((
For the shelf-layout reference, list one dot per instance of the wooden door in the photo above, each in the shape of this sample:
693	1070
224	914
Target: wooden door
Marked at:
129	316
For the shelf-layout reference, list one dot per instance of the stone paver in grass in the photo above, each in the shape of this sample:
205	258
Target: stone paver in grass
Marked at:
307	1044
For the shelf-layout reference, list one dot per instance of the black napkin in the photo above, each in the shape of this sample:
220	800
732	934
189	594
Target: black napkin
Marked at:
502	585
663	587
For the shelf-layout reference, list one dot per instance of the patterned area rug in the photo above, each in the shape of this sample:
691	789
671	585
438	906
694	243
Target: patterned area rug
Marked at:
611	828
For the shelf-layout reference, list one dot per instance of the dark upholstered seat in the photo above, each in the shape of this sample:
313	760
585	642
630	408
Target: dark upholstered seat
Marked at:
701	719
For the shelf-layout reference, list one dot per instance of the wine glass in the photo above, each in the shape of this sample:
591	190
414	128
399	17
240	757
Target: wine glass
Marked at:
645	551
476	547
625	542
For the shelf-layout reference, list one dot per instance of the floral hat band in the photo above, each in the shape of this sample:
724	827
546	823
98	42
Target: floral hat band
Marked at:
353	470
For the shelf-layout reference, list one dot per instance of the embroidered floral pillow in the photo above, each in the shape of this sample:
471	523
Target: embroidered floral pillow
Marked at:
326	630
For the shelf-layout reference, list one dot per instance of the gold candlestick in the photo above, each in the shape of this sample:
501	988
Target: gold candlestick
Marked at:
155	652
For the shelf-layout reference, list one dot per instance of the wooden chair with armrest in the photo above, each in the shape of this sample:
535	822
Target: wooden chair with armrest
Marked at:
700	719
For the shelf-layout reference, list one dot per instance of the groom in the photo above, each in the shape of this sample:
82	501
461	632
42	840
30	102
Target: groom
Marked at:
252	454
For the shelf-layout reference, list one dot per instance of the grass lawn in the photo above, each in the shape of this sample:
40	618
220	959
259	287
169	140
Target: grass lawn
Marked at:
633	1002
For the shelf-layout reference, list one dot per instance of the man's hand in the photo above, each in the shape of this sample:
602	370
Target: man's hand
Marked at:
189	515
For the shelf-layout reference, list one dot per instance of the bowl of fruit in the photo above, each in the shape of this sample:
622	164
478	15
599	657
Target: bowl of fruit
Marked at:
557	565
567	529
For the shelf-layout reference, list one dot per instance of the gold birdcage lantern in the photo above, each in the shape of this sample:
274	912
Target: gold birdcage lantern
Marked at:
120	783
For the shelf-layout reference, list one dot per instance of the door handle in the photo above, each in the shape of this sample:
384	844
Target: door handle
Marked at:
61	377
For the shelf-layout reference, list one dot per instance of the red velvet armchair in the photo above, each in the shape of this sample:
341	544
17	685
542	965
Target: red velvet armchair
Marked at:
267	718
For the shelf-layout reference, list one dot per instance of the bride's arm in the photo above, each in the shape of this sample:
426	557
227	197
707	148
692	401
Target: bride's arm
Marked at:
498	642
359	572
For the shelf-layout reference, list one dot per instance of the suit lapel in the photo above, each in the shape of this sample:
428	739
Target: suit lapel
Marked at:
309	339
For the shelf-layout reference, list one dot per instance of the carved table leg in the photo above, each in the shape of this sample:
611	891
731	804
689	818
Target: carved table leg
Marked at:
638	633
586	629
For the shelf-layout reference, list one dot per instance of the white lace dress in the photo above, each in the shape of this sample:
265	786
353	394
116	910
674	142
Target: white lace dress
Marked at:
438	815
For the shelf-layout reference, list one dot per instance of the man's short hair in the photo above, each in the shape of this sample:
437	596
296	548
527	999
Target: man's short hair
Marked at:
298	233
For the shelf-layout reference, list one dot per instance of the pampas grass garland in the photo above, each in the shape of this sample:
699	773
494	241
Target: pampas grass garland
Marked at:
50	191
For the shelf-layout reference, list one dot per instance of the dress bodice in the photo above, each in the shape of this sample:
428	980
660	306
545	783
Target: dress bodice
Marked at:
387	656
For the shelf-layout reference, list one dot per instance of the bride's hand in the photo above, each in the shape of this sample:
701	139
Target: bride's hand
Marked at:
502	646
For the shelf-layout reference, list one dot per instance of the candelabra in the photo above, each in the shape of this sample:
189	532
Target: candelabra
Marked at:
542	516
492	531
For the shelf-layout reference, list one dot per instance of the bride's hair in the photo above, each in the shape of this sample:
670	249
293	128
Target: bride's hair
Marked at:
))
Repeat every entry exactly as written above.

For the shelf-layout reference, list one dot per instance of the wooden door in the photo above, each in the shape of this sample:
693	1070
224	914
Target: wooden door
Marked at:
129	316
For the shelf-layout reference, list one dot per instance of the stone paver in grass in the photo above, each in the shape of this sample:
205	258
Target: stone paver in grass
Marked at:
307	1044
For the shelf-layout reference, list one dot per instance of the black napkin in the photo above, each in the shape of this sample:
220	800
732	934
189	594
Target: black napkin
Marked at:
502	585
663	587
For the shelf-layout reference, list one dot per instance of the patterned area rug in the photo above, each in the shape of this sample:
691	789
671	585
438	906
694	243
Target: patterned area rug
Marked at:
611	828
For the shelf-layout reference, list one dot per instance of the dark upholstered seat in the photo above, each in the shape of this sample:
313	760
585	642
630	408
Target: dark upholstered seat
Marked at:
701	719
For the shelf-layout reference, list one dot per instance of the wine glass in the photo above, each in the shape of this sample:
591	190
414	128
399	17
240	757
Target: wine glass
Marked at:
645	551
476	547
625	542
For the shelf-layout reference, list one dot per instance of the floral hat band in the photo above, each in the shape of this sample:
724	827
546	823
98	42
Target: floral hat band
Marked at:
353	470
For the shelf-layout reference, list one dot per instance of the embroidered floral pillow in the photo above, each in the shape of this sample:
471	523
Target: embroidered floral pillow
Marked at:
326	630
For the shelf-layout reference, list one dot per instance of the gold candlestick in the photo above, each in the shape of this sample:
501	988
Target: gold candlestick
Marked at:
155	652
For the shelf-layout reference, list one dot per instance of the wooden chair with armrest in the photo above, each in the shape of this sample:
535	822
Target: wooden chair with armrest
Marked at:
700	719
For the shelf-layout reference, list one dot per instance of the groom in the photo above, each in the shape of this sample:
82	501
461	632
42	840
30	102
Target: groom
Marked at:
252	454
For the shelf-layout reference, list one dot per instance of the grass lawn in the photo above, each in the shape of this sample:
40	618
220	959
259	287
169	140
Target: grass lawn
Marked at:
633	1002
For the shelf-layout reference, list one dot per instance of the man's hand in the photo above, each in the shape of this sample:
602	370
Target: man's hand
Marked at:
189	515
For the shelf-layout reference, list one dot per instance of the bowl of fruit in the photo above, each in the shape of this sample:
622	164
478	15
599	657
Target: bowl of fruit
Marked at:
557	565
567	529
For the shelf-layout reference, list one dot per instance of the gold birdcage lantern in the photo above, each in the shape of this sample:
274	912
Target: gold birdcage lantern
Marked at:
120	783
For the shelf-layout reference, list one dot per instance of the door handle in the photo above, each in the shape of this sample:
384	844
Target: door handle
Marked at:
61	377
For the shelf-layout reference, list one dot per instance of the red velvet armchair in the photo above, each in the shape of this sample:
341	544
17	685
542	965
Target: red velvet armchair
Marked at:
267	718
For the shelf-layout reference, list one dot per instance of the bride's arm in the photo above, each in the shape of this sample:
426	557
227	197
707	148
692	401
Target: bride's arm
Marked at:
498	642
359	572
For the shelf-layout reference, list one dot per instance of the suit lapel in the photo above, each in the shape of this sample:
428	739
Target: suit lapel
Marked at:
309	339
For the shelf-layout reference, list one dot per instance of the carved table leg in the photo above, each in the shape of this sample:
611	891
731	804
689	818
Target: carved table leg
Marked at:
638	633
586	629
For the shelf-layout reference, list one dot per instance of the white lace dress in the photo above, each in the shape of this sample:
265	786
353	394
116	910
674	142
Target: white lace dress
Marked at:
438	815
For the shelf-layout reference, list one dot per instance of the man's short hair in the photo above, each in the shape of this sample:
437	596
296	548
527	999
Target: man's short hair
Marked at:
298	233
For the shelf-layout reference, list one dot per instance of the pampas grass garland in the photo above, each in the shape of this sample:
699	773
494	241
Target: pampas grass garland
Marked at:
50	191
For the shelf-layout reference, list one dot per instance of the dress bodice in the photo above, each in the shape of this sample:
428	980
660	306
545	783
Target: dress bodice
Marked at:
387	656
For the shelf-layout reference, list one dot per instance of the bride's hand in the photo above, each in the shape of this sample:
701	139
Target: bride's hand
Marked at:
502	646
For the shelf-layout reference, list one dot per instance of the candelabra in the photo above, each in the shape of this sample:
189	532
Target: candelabra
Marked at:
542	516
492	531
For the shelf-layout reference, list one dot per instance of the bride's hair in the photo above, each in the shape of this sample:
670	249
293	128
Target: bride's hair
Marked at:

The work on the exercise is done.